STATED PROBLEM: Reproduce the listing below word for word, starting at the line that contains "target | circular emblem patch" and ending at the last line of the listing.

DATA FOR THIS TASK:
---

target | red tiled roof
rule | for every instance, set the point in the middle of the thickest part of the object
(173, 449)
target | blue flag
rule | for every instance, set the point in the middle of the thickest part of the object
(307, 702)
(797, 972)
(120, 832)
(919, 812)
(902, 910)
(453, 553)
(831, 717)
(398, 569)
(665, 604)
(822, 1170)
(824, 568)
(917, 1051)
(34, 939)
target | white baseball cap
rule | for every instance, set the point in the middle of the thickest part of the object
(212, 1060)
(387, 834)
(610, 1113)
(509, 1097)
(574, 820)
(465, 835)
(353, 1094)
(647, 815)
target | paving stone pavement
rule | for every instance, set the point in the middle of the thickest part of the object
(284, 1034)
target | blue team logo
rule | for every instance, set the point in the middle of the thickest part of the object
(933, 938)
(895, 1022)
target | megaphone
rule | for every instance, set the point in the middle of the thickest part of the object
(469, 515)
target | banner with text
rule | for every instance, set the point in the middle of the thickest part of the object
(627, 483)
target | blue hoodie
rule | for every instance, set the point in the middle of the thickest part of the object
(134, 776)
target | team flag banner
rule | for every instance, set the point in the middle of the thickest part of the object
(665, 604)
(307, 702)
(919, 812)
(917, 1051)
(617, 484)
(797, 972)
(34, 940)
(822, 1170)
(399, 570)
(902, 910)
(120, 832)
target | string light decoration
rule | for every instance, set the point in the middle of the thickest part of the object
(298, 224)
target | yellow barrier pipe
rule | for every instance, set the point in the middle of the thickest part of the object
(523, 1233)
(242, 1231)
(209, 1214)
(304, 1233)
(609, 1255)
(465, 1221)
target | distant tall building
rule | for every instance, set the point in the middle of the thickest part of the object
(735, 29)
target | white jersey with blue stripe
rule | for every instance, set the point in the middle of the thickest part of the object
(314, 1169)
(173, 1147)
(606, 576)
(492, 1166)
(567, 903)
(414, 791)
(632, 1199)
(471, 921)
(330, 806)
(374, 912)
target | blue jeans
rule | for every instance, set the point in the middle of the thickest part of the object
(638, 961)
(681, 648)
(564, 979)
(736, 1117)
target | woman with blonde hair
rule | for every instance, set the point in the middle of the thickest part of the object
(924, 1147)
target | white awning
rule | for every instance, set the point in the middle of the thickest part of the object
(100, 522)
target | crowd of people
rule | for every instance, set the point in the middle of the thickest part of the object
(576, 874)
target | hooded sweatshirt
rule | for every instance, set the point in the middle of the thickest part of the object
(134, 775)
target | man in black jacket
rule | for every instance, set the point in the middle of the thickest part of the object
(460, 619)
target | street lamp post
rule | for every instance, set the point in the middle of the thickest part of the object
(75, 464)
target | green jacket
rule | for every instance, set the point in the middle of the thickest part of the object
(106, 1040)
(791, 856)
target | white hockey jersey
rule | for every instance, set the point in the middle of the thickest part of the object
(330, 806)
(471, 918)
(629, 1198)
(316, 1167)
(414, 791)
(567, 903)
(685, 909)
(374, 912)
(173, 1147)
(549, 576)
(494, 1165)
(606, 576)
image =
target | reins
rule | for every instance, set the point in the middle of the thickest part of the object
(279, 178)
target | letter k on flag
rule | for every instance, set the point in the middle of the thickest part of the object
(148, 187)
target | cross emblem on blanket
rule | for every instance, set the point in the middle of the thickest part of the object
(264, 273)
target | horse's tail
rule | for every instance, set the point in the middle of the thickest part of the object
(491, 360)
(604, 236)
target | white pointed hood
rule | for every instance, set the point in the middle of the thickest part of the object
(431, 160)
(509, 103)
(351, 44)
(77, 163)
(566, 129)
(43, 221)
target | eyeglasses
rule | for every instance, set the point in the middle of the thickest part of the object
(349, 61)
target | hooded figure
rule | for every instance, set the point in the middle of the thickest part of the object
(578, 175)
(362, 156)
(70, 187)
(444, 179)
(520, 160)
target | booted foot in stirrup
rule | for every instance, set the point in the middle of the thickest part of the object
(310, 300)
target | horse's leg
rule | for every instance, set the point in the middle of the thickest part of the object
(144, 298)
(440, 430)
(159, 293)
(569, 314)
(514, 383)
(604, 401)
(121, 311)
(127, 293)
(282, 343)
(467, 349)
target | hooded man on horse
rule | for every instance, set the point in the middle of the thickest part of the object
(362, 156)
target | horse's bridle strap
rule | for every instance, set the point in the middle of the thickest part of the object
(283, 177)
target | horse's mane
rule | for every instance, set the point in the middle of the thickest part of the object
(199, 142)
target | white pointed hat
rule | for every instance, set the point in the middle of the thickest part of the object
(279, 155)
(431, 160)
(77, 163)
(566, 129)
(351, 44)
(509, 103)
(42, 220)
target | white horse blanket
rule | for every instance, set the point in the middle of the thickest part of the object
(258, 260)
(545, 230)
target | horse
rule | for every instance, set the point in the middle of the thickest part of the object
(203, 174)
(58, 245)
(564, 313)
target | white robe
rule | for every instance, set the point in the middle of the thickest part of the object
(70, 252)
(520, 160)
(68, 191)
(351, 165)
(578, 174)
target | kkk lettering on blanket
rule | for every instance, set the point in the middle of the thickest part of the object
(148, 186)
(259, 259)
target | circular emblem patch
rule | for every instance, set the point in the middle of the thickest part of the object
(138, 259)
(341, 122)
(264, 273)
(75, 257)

---

REPLY:
target | circular emblem patch
rule | for every instance, set the point in the middle of the thickest part of the object
(138, 259)
(341, 122)
(264, 273)
(75, 257)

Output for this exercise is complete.